* [QUOTED PASSAGE]
(begin)

There are a number of premiere recordings on this disc, which should be enticing news for established admirers of Alwyn as well as those who have, in more recent years, come to appreciate the music of Doreen Carwithen. She studied with Alwyn and many years later married him. The central work is Alwyn’s Fantasy Waltzes. This set has been recorded before and the prior examples of Sheila Randall’s pioneering LP now transferred (Lyrita SRCD293) and the more recent ones by John Ogdon (Chandos CHAN8399) and Julian Milford (Chandos CHAN9825) have signalled what an adventurous and enjoyable achievement it is. Now it’s Mark Bebbington’s turn and he too has a rewarding slant on the eleven waltzes, composed between 1954 and 1955. They were dedicated to the short-lived Richard Farrell who premiered the set in 1957, just a year before his death in a car crash.
 
If Ravel and Strauss come to mind as lode stars at certain salient moments in the set, then one must also acknowledge Alwyn’s confidence in presenting undiluted waltzes. That would, however, underestimate just how much variety of mood and texture is to be found in the set. If Ogdon teases the rubati in the capricious first waltz just a bit more than Bebbington (and Milford), that’s to say no more than that each pianist finds his own way with the eleven. Bebbington prefers a slightly more knockabout approach to the second, for instance, whereas Ogdon’s rhythmic vivacity is the more pronounced. Both however offer delicious results. Bebbington enjoys the ‘false relations’ fourth waltz and really vests it with the requisite grazioso feel. The mysterious, impressionist fifth, with some chording reminiscent of John Ireland, is more mystic under Bebbington’s fingers than either Ogdon or Milford. He is also quite emphatic at certain points, rhythmically speaking, in the carnival festivity of the sixth whilst realising the almost Scriabinesque inscrutability of No.7. The eighth has a deliciously teasing bite, and the ninth - a quasi ballata in Ogdon’s words - has rich sonorities and an almost Rachmaninovian vehemence. Bebbington’s playing of the set is altogether splendid, and can happily be admired independently from that of his putative rivals.

(end)

(Image object location listing)
(begin)

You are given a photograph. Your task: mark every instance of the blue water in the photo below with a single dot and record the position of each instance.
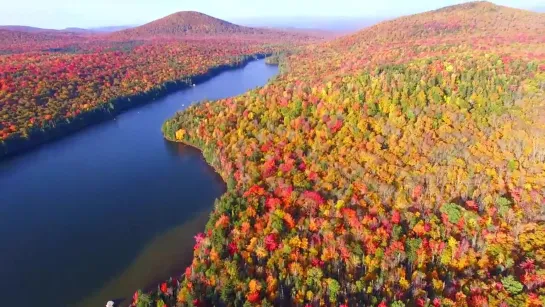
(76, 212)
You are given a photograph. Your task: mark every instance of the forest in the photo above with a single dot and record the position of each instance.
(51, 79)
(403, 165)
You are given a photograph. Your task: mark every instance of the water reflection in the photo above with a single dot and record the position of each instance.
(166, 256)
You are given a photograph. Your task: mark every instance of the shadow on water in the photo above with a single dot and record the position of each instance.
(166, 256)
(111, 209)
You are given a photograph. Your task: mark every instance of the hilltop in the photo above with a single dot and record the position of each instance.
(399, 166)
(187, 23)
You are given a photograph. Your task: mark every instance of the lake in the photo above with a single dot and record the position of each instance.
(110, 209)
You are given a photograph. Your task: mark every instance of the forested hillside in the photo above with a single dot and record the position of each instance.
(52, 78)
(403, 165)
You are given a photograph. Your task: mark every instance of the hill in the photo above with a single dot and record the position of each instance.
(184, 24)
(399, 166)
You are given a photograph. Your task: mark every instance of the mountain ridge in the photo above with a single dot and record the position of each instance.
(185, 23)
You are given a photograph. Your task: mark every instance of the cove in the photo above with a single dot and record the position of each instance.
(111, 208)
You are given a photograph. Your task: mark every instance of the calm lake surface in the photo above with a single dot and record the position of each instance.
(110, 209)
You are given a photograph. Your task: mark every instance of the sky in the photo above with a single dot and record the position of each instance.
(58, 14)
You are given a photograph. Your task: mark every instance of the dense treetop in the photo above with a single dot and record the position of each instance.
(51, 77)
(403, 165)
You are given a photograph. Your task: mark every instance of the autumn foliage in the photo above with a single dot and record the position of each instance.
(401, 166)
(50, 78)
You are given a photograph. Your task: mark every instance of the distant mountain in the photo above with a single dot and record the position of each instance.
(330, 24)
(111, 29)
(25, 29)
(186, 23)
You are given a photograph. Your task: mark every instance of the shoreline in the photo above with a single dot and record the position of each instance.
(14, 146)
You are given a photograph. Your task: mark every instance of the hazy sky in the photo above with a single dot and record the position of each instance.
(95, 13)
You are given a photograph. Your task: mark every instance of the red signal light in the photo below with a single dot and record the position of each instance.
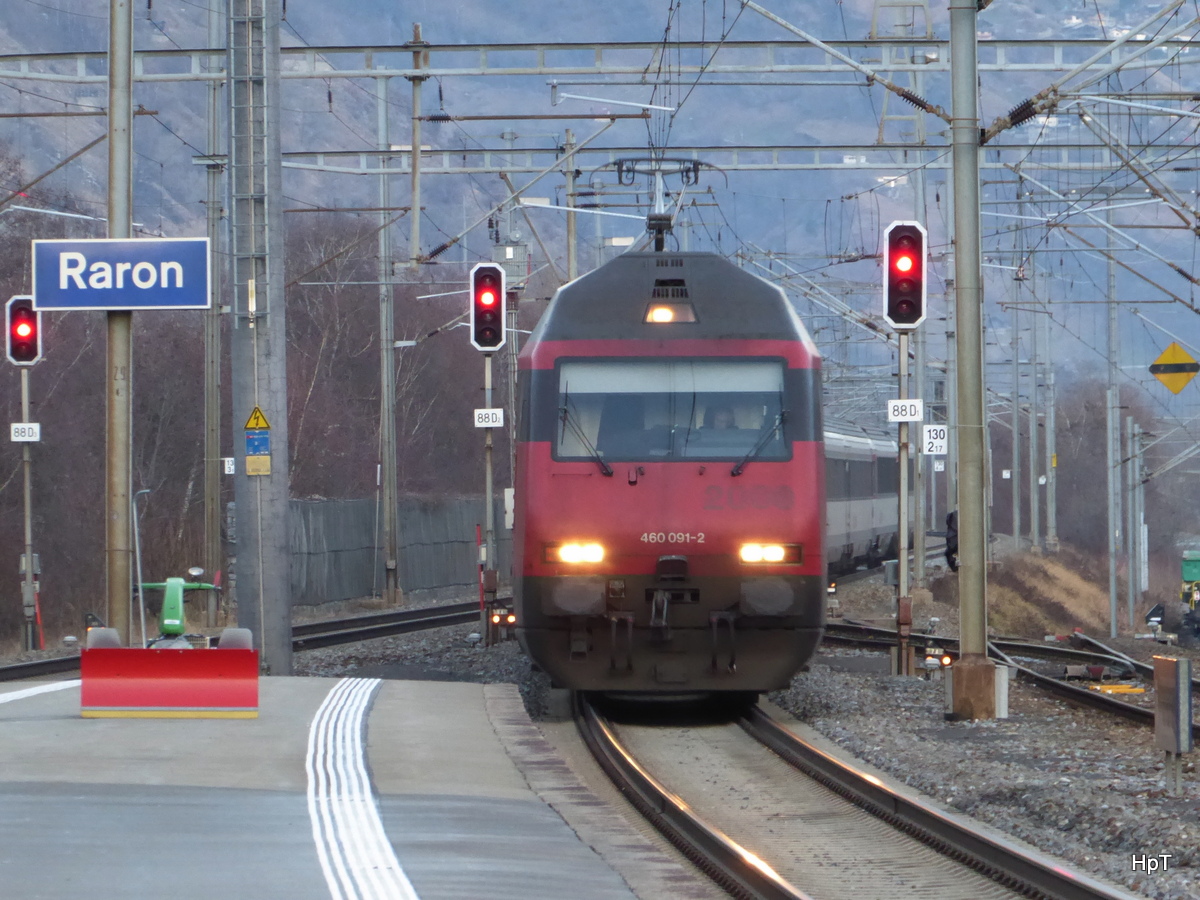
(487, 312)
(904, 275)
(22, 322)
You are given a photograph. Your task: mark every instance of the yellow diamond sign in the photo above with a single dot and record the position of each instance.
(1175, 369)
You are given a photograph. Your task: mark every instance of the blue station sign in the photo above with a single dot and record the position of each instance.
(105, 274)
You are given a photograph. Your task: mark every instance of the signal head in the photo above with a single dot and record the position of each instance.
(904, 275)
(23, 327)
(487, 312)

(end)

* [EXERCISE SET]
**a)** Please list every pianist the review of Alwyn's Fantasy Waltzes names as having recorded the set.
**b)** Give the lines of the listing as a JSON list of strings, one per line, from the line with "of the calm" up to and including the last line of the listing. Leave out the pictures and blank lines.

* [RESPONSES]
**a)** Sheila Randall, John Ogdon, Julian Milford, Mark Bebbington

**b)**
[
  "You are given a photograph. Your task: mark every instance of the calm lake surface in the photo above with a single dot and record the position of each instance.",
  "(110, 209)",
  "You are given a photograph. Your task: mark every instance of the sky in the photo above with a single dot and record the position of each instance.",
  "(58, 14)",
  "You are given a photograph. Your task: mark every instance of the dense treetop in the photo above with a single dot and record the position of each instance.",
  "(51, 77)",
  "(403, 165)",
  "You are given a photograph. Your task: mark every instance of the autumn foliage in the photo above with a single dot and record the position of each instance.",
  "(401, 166)",
  "(50, 78)",
  "You are given a photograph. Your task: mark every instance of the distant mountain in the photo above with a single dot and record the position of each instance.",
  "(330, 24)",
  "(111, 29)",
  "(25, 29)",
  "(186, 23)",
  "You are given a photograph. Your task: mark every instance of the shoreline in the photo above with a single dot and record the position of each instance.",
  "(14, 146)",
  "You are given a photograph. Your task: mark every instance of the hazy sky in the photo above with a single dot and record the position of each instance.",
  "(95, 13)",
  "You are given a photograph. Your task: mark every instance of the red signal light in the photo below with a single dot and record the position of each instance.",
  "(487, 312)",
  "(904, 275)",
  "(22, 322)",
  "You are given a photograph. Your task: mark every instance of the yellow diamond sign in the photo above with a single dot and record the position of each instance.",
  "(1175, 369)",
  "You are given a photograph. Your task: mark every instance of the blue station sign in the photo above with a single dot and record the position of each instance.",
  "(105, 274)",
  "You are given a photograph. Your task: mark every instance of the signal head in the photo above with a single dot and record the position of each instance.",
  "(904, 275)",
  "(23, 327)",
  "(487, 312)"
]